### EXTRACTED MATERIAL
-- Begin --

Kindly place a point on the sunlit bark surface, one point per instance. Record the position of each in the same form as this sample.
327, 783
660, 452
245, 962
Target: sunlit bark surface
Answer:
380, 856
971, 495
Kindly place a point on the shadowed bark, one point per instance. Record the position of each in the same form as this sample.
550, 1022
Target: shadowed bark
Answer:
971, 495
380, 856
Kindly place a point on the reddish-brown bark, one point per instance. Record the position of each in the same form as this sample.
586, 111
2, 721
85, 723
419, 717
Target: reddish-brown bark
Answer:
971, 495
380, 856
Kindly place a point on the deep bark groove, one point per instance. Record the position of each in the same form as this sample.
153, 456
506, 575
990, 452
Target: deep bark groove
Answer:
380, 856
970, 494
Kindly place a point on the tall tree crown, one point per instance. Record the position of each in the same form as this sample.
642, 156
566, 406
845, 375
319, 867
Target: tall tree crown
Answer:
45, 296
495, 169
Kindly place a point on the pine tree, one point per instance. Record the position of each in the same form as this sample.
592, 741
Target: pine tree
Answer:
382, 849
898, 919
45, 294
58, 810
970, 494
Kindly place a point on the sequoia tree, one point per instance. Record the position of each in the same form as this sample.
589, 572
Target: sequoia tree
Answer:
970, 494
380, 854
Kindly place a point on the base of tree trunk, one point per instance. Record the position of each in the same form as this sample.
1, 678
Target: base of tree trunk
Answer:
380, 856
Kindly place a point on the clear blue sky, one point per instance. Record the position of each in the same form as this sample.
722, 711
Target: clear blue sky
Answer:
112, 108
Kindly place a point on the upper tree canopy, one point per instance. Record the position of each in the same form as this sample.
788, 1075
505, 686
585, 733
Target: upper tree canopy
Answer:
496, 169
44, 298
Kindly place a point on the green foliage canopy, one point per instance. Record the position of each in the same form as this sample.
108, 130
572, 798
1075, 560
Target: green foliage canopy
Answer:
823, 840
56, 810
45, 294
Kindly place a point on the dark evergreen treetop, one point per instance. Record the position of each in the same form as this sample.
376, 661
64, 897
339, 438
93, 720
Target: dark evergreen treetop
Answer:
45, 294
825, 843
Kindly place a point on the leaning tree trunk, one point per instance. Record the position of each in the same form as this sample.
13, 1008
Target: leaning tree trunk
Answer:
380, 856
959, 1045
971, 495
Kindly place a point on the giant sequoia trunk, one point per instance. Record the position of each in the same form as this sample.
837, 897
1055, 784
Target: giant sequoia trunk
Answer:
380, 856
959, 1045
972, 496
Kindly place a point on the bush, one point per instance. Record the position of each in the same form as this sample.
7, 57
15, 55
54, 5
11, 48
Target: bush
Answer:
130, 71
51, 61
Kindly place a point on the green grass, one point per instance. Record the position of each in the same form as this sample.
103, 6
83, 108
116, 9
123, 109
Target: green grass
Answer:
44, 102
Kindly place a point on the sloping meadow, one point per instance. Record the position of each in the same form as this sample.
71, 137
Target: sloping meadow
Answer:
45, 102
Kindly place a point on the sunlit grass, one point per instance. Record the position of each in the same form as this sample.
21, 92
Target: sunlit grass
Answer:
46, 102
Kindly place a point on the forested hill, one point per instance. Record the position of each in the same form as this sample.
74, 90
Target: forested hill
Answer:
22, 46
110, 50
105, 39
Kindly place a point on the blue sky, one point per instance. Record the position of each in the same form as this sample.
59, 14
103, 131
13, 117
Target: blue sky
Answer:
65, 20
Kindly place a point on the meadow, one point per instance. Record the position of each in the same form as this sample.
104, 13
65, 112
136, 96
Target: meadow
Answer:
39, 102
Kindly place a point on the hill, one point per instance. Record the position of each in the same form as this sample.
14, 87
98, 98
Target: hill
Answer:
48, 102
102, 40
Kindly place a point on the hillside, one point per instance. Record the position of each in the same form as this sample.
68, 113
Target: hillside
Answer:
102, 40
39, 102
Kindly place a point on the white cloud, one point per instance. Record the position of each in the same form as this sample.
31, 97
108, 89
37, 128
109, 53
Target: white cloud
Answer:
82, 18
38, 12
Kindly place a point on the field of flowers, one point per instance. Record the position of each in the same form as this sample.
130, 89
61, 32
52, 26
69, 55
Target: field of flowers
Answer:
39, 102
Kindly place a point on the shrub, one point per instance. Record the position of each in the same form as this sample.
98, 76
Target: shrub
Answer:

-- End --
-- Begin --

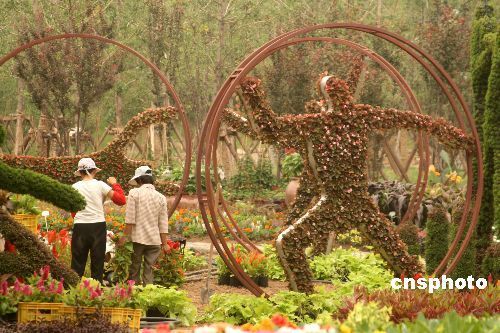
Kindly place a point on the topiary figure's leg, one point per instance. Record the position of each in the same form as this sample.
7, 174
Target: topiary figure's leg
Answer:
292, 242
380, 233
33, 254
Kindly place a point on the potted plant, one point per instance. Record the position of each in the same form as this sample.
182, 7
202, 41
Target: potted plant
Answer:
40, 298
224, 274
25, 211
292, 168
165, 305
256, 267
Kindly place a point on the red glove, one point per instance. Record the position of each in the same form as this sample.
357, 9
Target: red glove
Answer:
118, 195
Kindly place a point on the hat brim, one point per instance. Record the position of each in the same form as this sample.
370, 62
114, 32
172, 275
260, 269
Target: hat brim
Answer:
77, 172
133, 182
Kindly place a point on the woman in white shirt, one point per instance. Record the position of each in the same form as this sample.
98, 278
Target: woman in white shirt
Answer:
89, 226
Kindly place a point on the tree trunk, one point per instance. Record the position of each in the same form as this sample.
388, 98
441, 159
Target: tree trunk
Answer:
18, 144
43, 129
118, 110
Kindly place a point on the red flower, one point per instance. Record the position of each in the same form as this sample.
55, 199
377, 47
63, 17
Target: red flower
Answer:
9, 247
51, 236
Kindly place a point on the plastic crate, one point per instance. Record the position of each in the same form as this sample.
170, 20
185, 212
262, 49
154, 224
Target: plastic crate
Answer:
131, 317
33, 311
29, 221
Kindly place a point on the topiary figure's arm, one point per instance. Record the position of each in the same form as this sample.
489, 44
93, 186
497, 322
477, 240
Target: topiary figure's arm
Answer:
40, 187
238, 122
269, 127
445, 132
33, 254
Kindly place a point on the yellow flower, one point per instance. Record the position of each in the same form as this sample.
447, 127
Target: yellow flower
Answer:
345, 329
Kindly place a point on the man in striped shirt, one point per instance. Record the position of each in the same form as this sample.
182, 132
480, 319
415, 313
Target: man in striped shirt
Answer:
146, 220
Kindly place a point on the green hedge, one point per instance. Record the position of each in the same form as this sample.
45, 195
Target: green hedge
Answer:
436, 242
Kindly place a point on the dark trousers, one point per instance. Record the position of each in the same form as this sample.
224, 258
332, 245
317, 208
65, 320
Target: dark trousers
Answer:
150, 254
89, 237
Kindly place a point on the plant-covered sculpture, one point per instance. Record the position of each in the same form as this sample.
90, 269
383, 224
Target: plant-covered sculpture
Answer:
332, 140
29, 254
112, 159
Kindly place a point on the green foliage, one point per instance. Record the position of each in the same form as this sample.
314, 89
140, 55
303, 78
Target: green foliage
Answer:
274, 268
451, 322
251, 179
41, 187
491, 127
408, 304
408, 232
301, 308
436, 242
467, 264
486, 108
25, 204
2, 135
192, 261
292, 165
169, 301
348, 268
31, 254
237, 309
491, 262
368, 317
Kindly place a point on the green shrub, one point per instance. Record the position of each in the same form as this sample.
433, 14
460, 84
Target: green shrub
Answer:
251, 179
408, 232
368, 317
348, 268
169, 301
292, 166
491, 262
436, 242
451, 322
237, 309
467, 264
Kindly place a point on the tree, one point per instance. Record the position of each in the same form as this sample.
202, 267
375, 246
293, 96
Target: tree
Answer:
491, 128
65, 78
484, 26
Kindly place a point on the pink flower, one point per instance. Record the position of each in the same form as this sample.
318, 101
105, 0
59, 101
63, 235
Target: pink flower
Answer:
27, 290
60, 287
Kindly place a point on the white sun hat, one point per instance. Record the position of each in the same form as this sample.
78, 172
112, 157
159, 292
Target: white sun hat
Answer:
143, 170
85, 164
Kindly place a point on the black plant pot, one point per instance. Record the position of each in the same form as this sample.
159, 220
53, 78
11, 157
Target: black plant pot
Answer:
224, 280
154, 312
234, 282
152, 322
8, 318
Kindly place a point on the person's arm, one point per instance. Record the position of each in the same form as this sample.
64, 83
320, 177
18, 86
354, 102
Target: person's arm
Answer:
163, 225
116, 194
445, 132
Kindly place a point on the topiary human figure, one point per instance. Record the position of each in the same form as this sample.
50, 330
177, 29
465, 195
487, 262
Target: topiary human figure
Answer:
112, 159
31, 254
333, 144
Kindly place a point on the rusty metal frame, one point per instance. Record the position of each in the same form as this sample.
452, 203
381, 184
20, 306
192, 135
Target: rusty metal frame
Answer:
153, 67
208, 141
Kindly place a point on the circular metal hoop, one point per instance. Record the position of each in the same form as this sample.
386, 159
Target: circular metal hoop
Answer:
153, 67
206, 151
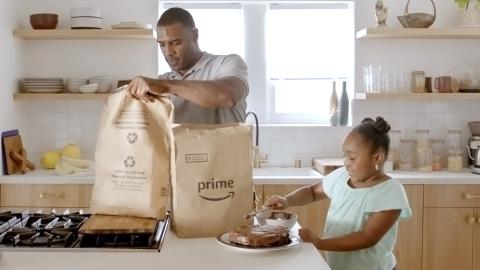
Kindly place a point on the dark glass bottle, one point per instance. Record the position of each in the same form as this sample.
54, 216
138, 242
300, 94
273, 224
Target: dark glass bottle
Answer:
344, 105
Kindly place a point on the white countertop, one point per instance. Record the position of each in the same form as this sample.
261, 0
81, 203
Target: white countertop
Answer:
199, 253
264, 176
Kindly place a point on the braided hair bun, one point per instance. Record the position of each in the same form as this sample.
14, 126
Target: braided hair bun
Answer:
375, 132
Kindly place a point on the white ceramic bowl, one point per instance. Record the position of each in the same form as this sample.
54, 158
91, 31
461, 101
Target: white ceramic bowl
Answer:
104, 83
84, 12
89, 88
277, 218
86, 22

-- End --

### SET EXERCISE
Gather every line in the items above that contains the word "plastic", paying attention to case. List those lines and nothing else.

### EXERCISE OUTPUT
Kindly place a point on the plastic crate, one point per instance. Record the position of each in the same form as this sample.
Target: plastic crate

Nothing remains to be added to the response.